▽

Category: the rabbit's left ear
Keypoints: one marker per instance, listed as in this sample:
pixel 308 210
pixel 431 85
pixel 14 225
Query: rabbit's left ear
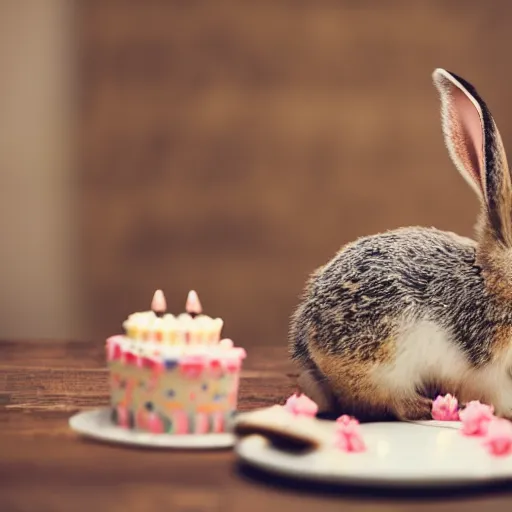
pixel 476 148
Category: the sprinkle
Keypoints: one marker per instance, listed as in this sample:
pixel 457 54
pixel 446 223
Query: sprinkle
pixel 301 405
pixel 193 306
pixel 159 304
pixel 346 420
pixel 348 437
pixel 445 408
pixel 475 418
pixel 499 437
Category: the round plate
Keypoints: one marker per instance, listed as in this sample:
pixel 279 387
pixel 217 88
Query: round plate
pixel 98 425
pixel 398 454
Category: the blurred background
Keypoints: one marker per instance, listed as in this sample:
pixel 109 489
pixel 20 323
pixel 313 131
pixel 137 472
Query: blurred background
pixel 229 147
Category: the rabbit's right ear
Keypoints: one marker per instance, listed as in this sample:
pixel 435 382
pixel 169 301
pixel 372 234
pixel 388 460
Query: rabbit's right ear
pixel 476 148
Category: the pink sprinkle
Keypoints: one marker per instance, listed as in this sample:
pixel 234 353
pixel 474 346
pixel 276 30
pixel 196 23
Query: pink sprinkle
pixel 159 304
pixel 301 405
pixel 180 420
pixel 445 408
pixel 348 435
pixel 475 418
pixel 499 437
pixel 193 305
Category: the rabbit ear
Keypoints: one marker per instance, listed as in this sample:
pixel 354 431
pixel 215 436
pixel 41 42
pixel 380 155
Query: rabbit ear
pixel 476 148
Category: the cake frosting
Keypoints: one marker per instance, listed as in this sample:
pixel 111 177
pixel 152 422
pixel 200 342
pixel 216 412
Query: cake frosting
pixel 173 374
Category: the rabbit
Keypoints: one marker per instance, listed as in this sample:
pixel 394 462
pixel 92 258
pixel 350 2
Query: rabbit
pixel 396 316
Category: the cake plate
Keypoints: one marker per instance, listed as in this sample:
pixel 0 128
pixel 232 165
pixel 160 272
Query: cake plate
pixel 98 425
pixel 424 454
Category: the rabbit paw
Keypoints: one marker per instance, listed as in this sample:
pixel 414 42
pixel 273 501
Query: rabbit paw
pixel 311 384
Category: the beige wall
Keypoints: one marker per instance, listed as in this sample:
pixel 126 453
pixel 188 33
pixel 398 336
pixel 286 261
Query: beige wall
pixel 36 200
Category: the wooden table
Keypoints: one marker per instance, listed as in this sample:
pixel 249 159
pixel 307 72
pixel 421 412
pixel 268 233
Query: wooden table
pixel 45 467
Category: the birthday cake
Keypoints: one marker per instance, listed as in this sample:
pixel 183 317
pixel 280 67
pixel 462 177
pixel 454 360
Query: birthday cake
pixel 173 374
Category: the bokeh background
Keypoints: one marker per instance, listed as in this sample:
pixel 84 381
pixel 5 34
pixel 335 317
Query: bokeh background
pixel 229 147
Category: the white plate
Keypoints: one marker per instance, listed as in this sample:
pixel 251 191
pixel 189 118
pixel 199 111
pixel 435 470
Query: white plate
pixel 398 454
pixel 98 425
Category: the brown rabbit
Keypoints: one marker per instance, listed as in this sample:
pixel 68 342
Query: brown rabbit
pixel 396 316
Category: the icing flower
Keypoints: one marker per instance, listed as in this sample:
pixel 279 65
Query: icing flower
pixel 499 437
pixel 218 422
pixel 445 408
pixel 475 418
pixel 348 437
pixel 155 424
pixel 301 405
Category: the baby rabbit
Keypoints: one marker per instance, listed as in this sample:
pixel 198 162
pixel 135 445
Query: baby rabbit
pixel 397 314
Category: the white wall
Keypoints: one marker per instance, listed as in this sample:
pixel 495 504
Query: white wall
pixel 36 179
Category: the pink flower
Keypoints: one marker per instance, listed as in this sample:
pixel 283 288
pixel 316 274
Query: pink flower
pixel 499 437
pixel 445 408
pixel 301 405
pixel 154 423
pixel 348 435
pixel 475 418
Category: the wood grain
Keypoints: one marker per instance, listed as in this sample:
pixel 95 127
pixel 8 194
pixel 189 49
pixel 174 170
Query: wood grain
pixel 44 466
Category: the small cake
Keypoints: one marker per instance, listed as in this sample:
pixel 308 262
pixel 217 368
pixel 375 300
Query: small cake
pixel 173 374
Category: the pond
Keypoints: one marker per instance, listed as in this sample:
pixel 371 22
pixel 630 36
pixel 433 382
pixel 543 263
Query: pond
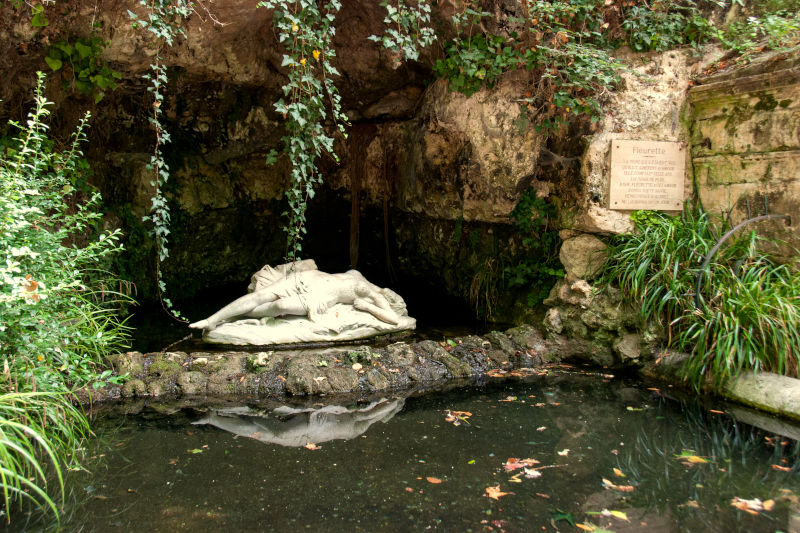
pixel 567 451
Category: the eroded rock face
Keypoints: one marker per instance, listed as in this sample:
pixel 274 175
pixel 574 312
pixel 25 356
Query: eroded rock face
pixel 647 106
pixel 595 326
pixel 745 141
pixel 468 160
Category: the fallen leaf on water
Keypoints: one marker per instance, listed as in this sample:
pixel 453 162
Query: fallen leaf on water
pixel 514 464
pixel 749 506
pixel 456 417
pixel 695 459
pixel 532 474
pixel 622 488
pixel 618 514
pixel 495 492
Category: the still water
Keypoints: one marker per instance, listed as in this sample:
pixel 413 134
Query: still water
pixel 563 452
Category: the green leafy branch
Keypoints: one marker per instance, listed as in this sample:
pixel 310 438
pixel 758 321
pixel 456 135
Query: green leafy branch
pixel 90 74
pixel 406 30
pixel 306 30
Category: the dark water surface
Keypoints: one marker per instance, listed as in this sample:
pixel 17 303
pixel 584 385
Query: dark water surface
pixel 406 467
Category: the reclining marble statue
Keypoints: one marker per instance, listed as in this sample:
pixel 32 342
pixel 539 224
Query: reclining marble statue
pixel 296 303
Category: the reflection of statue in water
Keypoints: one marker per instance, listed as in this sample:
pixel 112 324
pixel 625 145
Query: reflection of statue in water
pixel 332 303
pixel 290 426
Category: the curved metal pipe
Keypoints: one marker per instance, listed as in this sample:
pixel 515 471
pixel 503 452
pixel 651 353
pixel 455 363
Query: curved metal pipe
pixel 707 260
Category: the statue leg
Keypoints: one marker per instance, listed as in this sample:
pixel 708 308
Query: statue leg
pixel 288 305
pixel 239 307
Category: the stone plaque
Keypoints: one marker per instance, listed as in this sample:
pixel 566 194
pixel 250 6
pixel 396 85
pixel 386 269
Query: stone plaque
pixel 647 175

△

Rewrite all of the material above, replacing "one marker per instance" with "a single point for each instance" wherever it occurs and leaving everything else unchanged. Omit the pictures from your version.

**THE RESPONSE**
Category: the rabbit's left ear
Keypoints: a single point for each instance, listed as in this sample:
pixel 308 210
pixel 431 85
pixel 14 225
Query: rabbit's left ear
pixel 476 148
Category: the sprinkle
Keypoints: a single point for each instance, listed as in this sample:
pixel 457 54
pixel 446 223
Query: sprinkle
pixel 301 405
pixel 193 306
pixel 159 304
pixel 346 420
pixel 348 437
pixel 445 408
pixel 475 418
pixel 499 437
Category: the round plate
Keypoints: a single point for each instance, listed as in this sample:
pixel 279 387
pixel 217 88
Query: round plate
pixel 98 425
pixel 398 454
Category: the blurred background
Keypoints: a single point for each instance, listed as in this sample:
pixel 109 489
pixel 20 323
pixel 313 131
pixel 137 472
Query: blurred background
pixel 229 147
Category: the rabbit's right ear
Keypoints: a single point for each instance, listed as in this sample:
pixel 435 382
pixel 169 301
pixel 372 234
pixel 388 460
Query: rabbit's right ear
pixel 476 148
Category: the pink sprinkle
Keypoints: a single point for each instance, listed as in this sample:
pixel 234 353
pixel 474 346
pixel 276 30
pixel 196 23
Query: pink sprinkle
pixel 159 304
pixel 301 405
pixel 180 420
pixel 445 408
pixel 348 435
pixel 475 418
pixel 499 437
pixel 193 305
Category: the rabbit ear
Keypoints: a single point for each instance, listed as in this sample:
pixel 354 431
pixel 215 436
pixel 41 42
pixel 380 155
Query: rabbit ear
pixel 476 148
Category: the cake frosting
Keypoints: a single point for each instance, listed as in this sample:
pixel 111 177
pixel 152 422
pixel 200 342
pixel 216 412
Query: cake frosting
pixel 173 374
Category: the rabbit
Keypoints: a single point for each instance, listed as in this sample:
pixel 394 462
pixel 92 258
pixel 350 2
Query: rabbit
pixel 396 316
Category: the cake plate
Keypoints: a single point for each instance, listed as in this sample:
pixel 0 128
pixel 232 165
pixel 160 272
Query: cake plate
pixel 98 425
pixel 424 454
Category: the rabbit paw
Keypoints: a single point for each instance, listed as in this sample:
pixel 414 42
pixel 273 501
Query: rabbit paw
pixel 311 384
Category: the beige wall
Keypoints: a single point for each instance, listed as in this sample:
pixel 126 453
pixel 188 33
pixel 398 336
pixel 286 261
Query: beige wall
pixel 36 200
Category: the wooden table
Keypoints: a single point for each instance, listed as in this sample:
pixel 249 159
pixel 307 72
pixel 421 412
pixel 268 233
Query: wooden table
pixel 45 467
Category: the birthday cake
Keypoints: a single point for each instance, listed as in this sample:
pixel 183 317
pixel 280 67
pixel 462 177
pixel 454 360
Query: birthday cake
pixel 173 374
Category: the bokeh background
Keypoints: a single point for each instance, listed as in this sample:
pixel 84 381
pixel 5 34
pixel 335 317
Query: bokeh background
pixel 229 147
Category: the white plate
Keypoints: a single point for each instance, listed as in this sample:
pixel 251 191
pixel 189 118
pixel 199 111
pixel 435 470
Query: white plate
pixel 398 454
pixel 98 425
Category: the brown rabbit
Keypoints: a single point for each instance, listed as in this sample:
pixel 68 342
Query: brown rabbit
pixel 396 316
Category: the icing flower
Keypoints: a single point for each instance, listed as in this sample:
pixel 279 65
Query: icing flower
pixel 499 437
pixel 218 422
pixel 445 408
pixel 475 418
pixel 348 437
pixel 155 424
pixel 301 405
Category: the baby rabbit
Keypoints: a single point for each instance, listed as in this sample:
pixel 198 162
pixel 135 445
Query: baby rabbit
pixel 397 314
Category: the white wall
Keypoints: a single point for each instance, listed as in this sample:
pixel 495 504
Query: white wall
pixel 36 179
Category: the pink flower
Keypoints: a single point for each instance, listed as in this sample:
pixel 283 288
pixel 316 274
Query: pink flower
pixel 499 437
pixel 445 408
pixel 301 405
pixel 154 423
pixel 348 435
pixel 475 418
Category: the wood grain
Keypoints: a single point for each instance, listed as in this sample:
pixel 95 127
pixel 8 194
pixel 189 49
pixel 174 170
Query: wood grain
pixel 44 466
Category: the small cake
Keypoints: a single point for each instance, listed as in this sample:
pixel 308 262
pixel 217 368
pixel 375 300
Query: small cake
pixel 173 374
Category: the pond
Keypoints: a single point for each instance, listed as in this sample:
pixel 371 22
pixel 630 36
pixel 433 382
pixel 543 263
Query: pond
pixel 567 451
Category: the eroded rock face
Keypoints: a single point for each instance, listed as in this sample:
pixel 274 175
pixel 574 312
pixel 25 356
Query: eroded rock face
pixel 647 106
pixel 595 326
pixel 745 141
pixel 468 160
Category: the fallen leaf on water
Keypoints: a single point for each instance, listed as in this sample:
pixel 453 162
Query: fallen leaf on water
pixel 514 464
pixel 749 506
pixel 456 417
pixel 695 459
pixel 532 474
pixel 622 488
pixel 618 514
pixel 495 492
Category: the still water
Keypoints: a single point for each instance, listed as in this sample:
pixel 413 134
Query: still water
pixel 563 452
Category: the green leafy branch
Keypoints: a single point for each instance, listed as in this sample:
pixel 310 438
pixel 758 321
pixel 456 135
Query: green leafy branch
pixel 90 74
pixel 406 30
pixel 306 30
Category: the dark water surface
Keypoints: a single point for each instance, listed as in this sample:
pixel 17 303
pixel 584 385
Query: dark water surface
pixel 406 467
Category: the reclining marble statue
Keypoints: a single point for each instance, listed as in this sample:
pixel 32 342
pixel 539 224
Query: reclining marble statue
pixel 296 303
Category: the reflection of statue in water
Keypoints: a single point for each instance, listed as in this sample:
pixel 112 324
pixel 625 145
Query: reflection of statue in water
pixel 332 303
pixel 290 426
Category: the curved metal pipe
Keypoints: a single point for each instance, listed as in this sample:
pixel 515 471
pixel 503 452
pixel 651 353
pixel 455 363
Query: curved metal pipe
pixel 707 260
Category: the statue leg
Keypoints: a single point for each instance, listed as in this sample:
pixel 708 308
Query: statue leg
pixel 288 305
pixel 239 307
Category: the stone plaque
Keypoints: a single point for each instance, listed as in this sample:
pixel 566 194
pixel 250 6
pixel 396 85
pixel 386 269
Query: stone plaque
pixel 647 175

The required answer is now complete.